> Passage provided
Even as the wealth management operations of the wirehouses benefit from a record breaking stock market, a stumbling block in the way of higher profits is emerging: the amount they are paying clients in interest for certain cash advisory accounts.
As interest rates soared over the past couple years, some financial advisors and clients have criticized their firms for short-changing them on yield and interest generated from cash deposits. The Securities and Exchange Commission has been focused on cash sweep account options and hit firms with penalties over the matter.
The return clients are getting on cash appears to be front and center of the industry right now.
"This was a big deal a year or two ago with the Securities and Exchange Commission, but these recent moves look more like a result from competitive pressure," said a senior industry executive who spoke confidentially to InvestmentNews. "Clients are waking up to fact you can get better yields on money market funds rather than these bank sweep advisory accounts."
"Remember, in advisory accounts, the financial advisor needs to keep the money invested or the client won't keep up with the benchmarks," the executive added.
Wells Fargo & Co. on Friday said it changed the pricing on cash sweep deposits and advisory brokerage accounts, and the increase is expected to cost the wealth management arm of the bank $350 million this year in income.
Morgan Stanley executives Tuesday morning in a conference call with analysts to discuss second quarter earnings said that, like Wells Fargo, it was raising rates on clients' cash in advisory sweep accounts. But the firm did not say how much net interest income the change could cost the firm's wealth management business.
"In the third quarter, we intend to make changes to our advisory sweep rates against the backdrop of changing competitive dynamics. The impact of these intended changes will be largely offset with the expected gains from the repricing of our investment portfolio," said Sharon Yeshaya, the firm's chief financial officer. "Therefore third quarter [net interest income] will be primarily driven by the path of sweeps, and NII could decline modestly in the third quarter."

Saved data entries
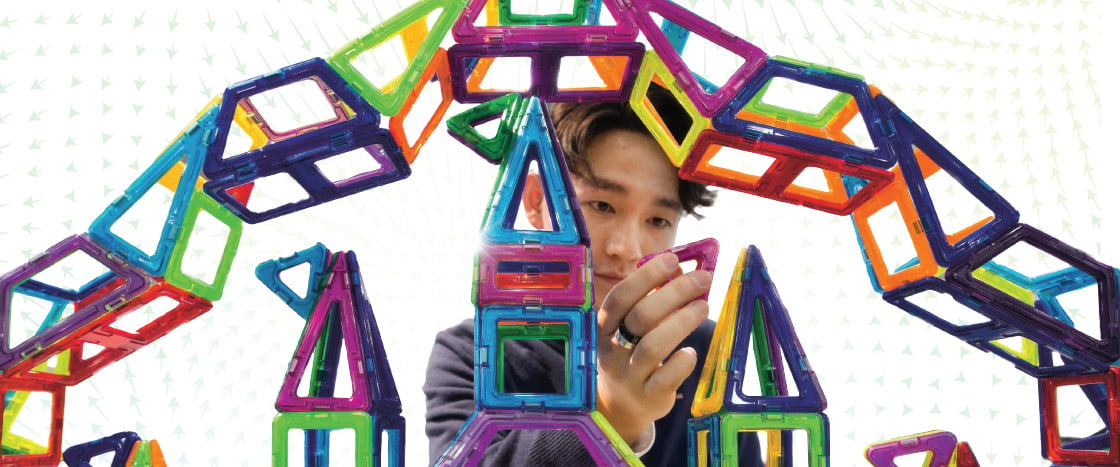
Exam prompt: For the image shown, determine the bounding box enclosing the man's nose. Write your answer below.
[605,222,642,263]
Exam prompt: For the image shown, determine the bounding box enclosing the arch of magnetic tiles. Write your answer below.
[0,0,1120,465]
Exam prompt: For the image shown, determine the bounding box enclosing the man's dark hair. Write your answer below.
[549,84,716,217]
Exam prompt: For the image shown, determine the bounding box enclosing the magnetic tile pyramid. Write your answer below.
[258,244,404,466]
[0,0,1120,466]
[689,245,829,466]
[436,97,640,466]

> Prompt A
Retype the passage of the article on cash sweep rates that starts at "Wells Fargo &" and ends at "year in income.".
> Prompt B
Write what comes next in the article on cash sweep rates, picking up after its final sentence.

> Response box A
Wells Fargo & Co. on Friday said it changed the pricing on cash sweep deposits and advisory brokerage accounts, and the increase is expected to cost the wealth management arm of the bank $350 million this year in income.

> Response box B
Later in the call she declined to comment when asked whether Morgan Stanley was under any regulatory pressure to have better pricing for clients on certain cash accounts.
Net interest income was down 3% quarter over quarter at Morgan Stanley, below company guidance, wrote UBS analyst Brennan Hawken, in a research note Tuesday morning. "More importantly, given recent increases to yield in advisory accounts at [Bank of American Corp.} and {Wells Fargo], the outlook for NII may be at risk."
Meanwhile, Morgan Stanley reported record client assets of $5.7 trillion, up 16% from the second quarter last year. The wirehouse also reported net new assets for the three months ending in June of $36.4 billion and $131 billion year-to-date, an annualized growth rate of over 5%.
After the 2008 credit crisis, interest rates fell to zero, essentially decimating a profit center for broker-dealers that had made money on client cash. Broker-dealers profit from cash held in client accounts, margin loans used to buy more securities and banking activity in general.
Interest rates crept up again before the Covid crisis of 2020, then bottomed out once more as the Federal Reserve slashed interest rates to stimulate the economy. But since January 2022, interest rates have risen once more, meaning broker-dealers and RIAs have another way to boost income.